▸ The records

# # # # #

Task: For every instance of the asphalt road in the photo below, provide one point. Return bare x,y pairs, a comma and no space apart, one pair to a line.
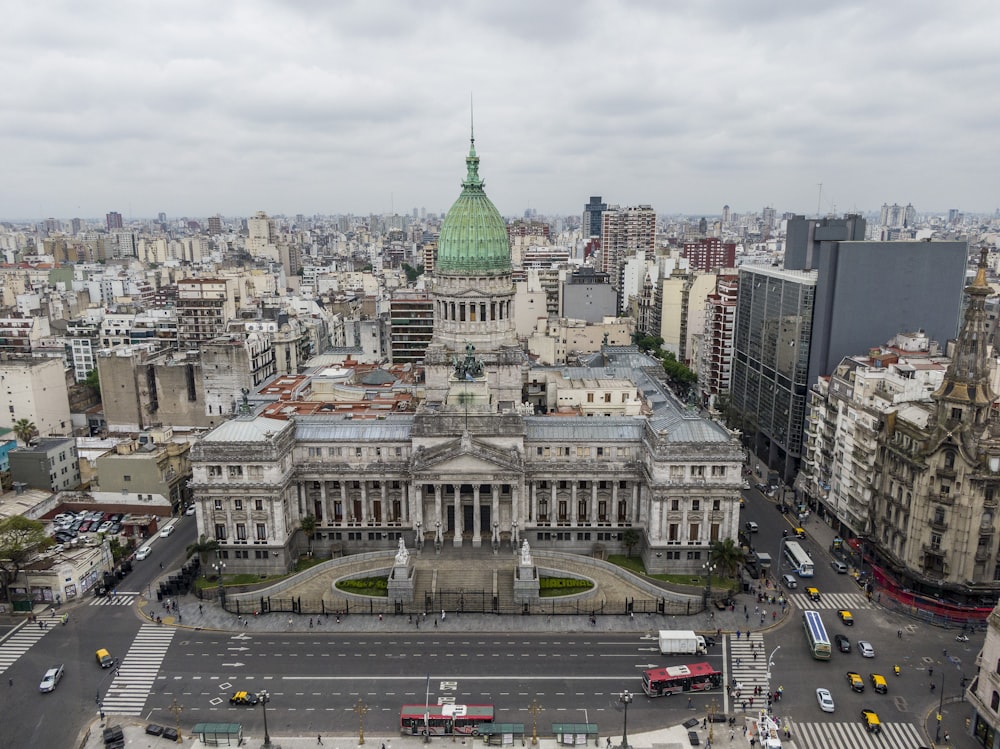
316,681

# # # # #

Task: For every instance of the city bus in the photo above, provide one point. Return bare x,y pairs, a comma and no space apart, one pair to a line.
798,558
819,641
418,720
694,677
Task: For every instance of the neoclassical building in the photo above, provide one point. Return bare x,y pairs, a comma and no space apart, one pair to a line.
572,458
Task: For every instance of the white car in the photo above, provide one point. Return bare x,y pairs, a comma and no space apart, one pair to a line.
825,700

# # # # #

▸ Goal
Extract every line of the records that contains the string "below", matching its case.

▸ Exercise solution
Task: For every instance of the asphalt road in the photo below, provide one point. Return bare x,y pairs, a comma and no space apart, one pair to a line.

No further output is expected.